選文 =>
※

介紹情況“一進門就看見他倆在床上抱著啃”;介紹小三“提供色情服務的”;介紹出軌性質“出軌還不暴力嗎?暴力出軌!”
從搬家換城市到租新房,一氣呵成,“那錢晦氣要花出去”,嘖嘖嘖主打一個又颯又爽!
誰能想到呢?“一喜”人劇中團建,史策換了打開方式,一上線就風風火火手撕渣男。
她的原裝CP沒帶來,隔壁張弛倒成了任素汐的CP?還怪,怪好看的!
任素汐也好張弛也罷,這倆單看都挺成熟,放一起,加一塊年齡也不超過十歲,隨地打小吵,時時刻刻吵出小學生既視感,火藥味裡夾著甜、對嗆味裡夾著青澀單純的那種。
一場招聘,楞是整出了比相聲還嘎嘣脆的節奏,分分鐘讓人笑出框。
明明事業困難多,但又是“笑點永遠比困難多”的“糟心事笑著說”輕喜劇諧謔模式。
不是和劇作格格不入、站那奇奇怪怪準備在電視劇裡亂入脫口秀表演的那種,而是落地的、融入角色人物關係中的、和場景故事渾然一體的,羚羊掛角不著痕跡的可愛招笑。
她演的吳芸,早上在廁所外苦苦可憐催促拖拖拉拉一直佔坑的室友,“你再不快點,人類文明就把控不住我啦”;誤用梯子捕捉愛心救貓人士,主打一個雖然戰鬥力不太行但哐哐哐就是敢上;
熱心工作想協調居民們的娛樂時間、田野調查抓著小朋友噼裡啪啦問了一大堆,慘被小朋友認定為怪阿姨“不好啦有壞人啊”,招來一堆大爺嬢嬢誤會圍攻,笑點密集。

※

所附清單 =>
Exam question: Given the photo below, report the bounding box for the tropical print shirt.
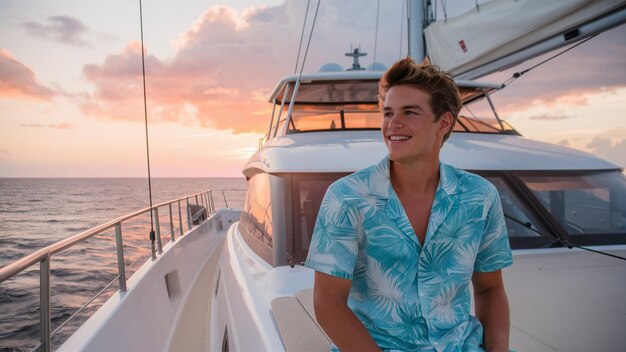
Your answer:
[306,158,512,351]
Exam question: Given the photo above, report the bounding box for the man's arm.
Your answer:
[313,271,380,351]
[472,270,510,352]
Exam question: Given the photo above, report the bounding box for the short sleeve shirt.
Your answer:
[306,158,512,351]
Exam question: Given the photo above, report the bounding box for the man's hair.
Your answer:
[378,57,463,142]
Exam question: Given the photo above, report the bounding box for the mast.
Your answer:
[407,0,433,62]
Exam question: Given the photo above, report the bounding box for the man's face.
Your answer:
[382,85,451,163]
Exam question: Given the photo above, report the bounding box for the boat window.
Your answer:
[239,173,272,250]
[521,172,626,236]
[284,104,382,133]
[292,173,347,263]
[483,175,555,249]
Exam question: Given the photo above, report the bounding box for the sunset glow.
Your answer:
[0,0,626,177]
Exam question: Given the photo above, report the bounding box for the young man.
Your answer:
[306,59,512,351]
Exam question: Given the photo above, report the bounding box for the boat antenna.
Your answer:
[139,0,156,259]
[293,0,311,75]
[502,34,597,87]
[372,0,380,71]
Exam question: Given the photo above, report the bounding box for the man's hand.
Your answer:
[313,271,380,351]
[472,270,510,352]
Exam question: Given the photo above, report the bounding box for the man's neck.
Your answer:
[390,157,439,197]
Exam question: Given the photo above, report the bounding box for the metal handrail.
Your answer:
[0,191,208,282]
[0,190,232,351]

※

練習任務 =>
A - 判斷下列說法是否與選文相符,每項回答「是」或「否」,並照錄選文中起決定作用的原句:(i) 吳芸早上在廁所外催促佔坑的室友;(ii) 一場招聘整出了比相聲還拖沓的節奏;(iii) 吳芸被小朋友認定為怪阿姨。
B - 清單中有幾行含有字串“shirt”?只寫出數字。
選文與清單是彼此獨立的兩份材料。

參考答案 =>
A -
(i) 是:「早上在廁所外苦苦可憐催促拖拖拉拉一直佔坑的室友」
(ii) 否:「一場招聘,楞是整出了比相聲還嘎嘣脆的節奏」
(iii) 是:「慘被小朋友認定為怪阿姨」

B - 2